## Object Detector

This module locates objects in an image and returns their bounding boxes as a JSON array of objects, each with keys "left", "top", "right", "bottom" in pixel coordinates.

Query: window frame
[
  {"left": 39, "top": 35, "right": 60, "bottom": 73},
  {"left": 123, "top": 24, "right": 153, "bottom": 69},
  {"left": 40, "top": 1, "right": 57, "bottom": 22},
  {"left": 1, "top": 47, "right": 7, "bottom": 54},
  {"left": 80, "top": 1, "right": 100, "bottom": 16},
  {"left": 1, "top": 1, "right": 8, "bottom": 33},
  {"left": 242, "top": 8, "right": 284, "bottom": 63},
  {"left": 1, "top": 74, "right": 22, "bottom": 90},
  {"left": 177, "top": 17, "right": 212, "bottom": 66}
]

+ + + +

■ Work to be completed ■
All the entries above must be repeated exactly as they were given.

■ Task result ■
## Object Detector

This module locates objects in an image and returns their bounding boxes as a JSON array of objects, each with keys "left", "top", "right", "bottom" in pixel coordinates.

Query: window frame
[
  {"left": 39, "top": 35, "right": 60, "bottom": 73},
  {"left": 123, "top": 24, "right": 153, "bottom": 69},
  {"left": 40, "top": 1, "right": 57, "bottom": 22},
  {"left": 1, "top": 47, "right": 7, "bottom": 54},
  {"left": 80, "top": 1, "right": 100, "bottom": 16},
  {"left": 1, "top": 1, "right": 8, "bottom": 33},
  {"left": 242, "top": 8, "right": 284, "bottom": 63},
  {"left": 1, "top": 74, "right": 22, "bottom": 90},
  {"left": 177, "top": 17, "right": 212, "bottom": 66}
]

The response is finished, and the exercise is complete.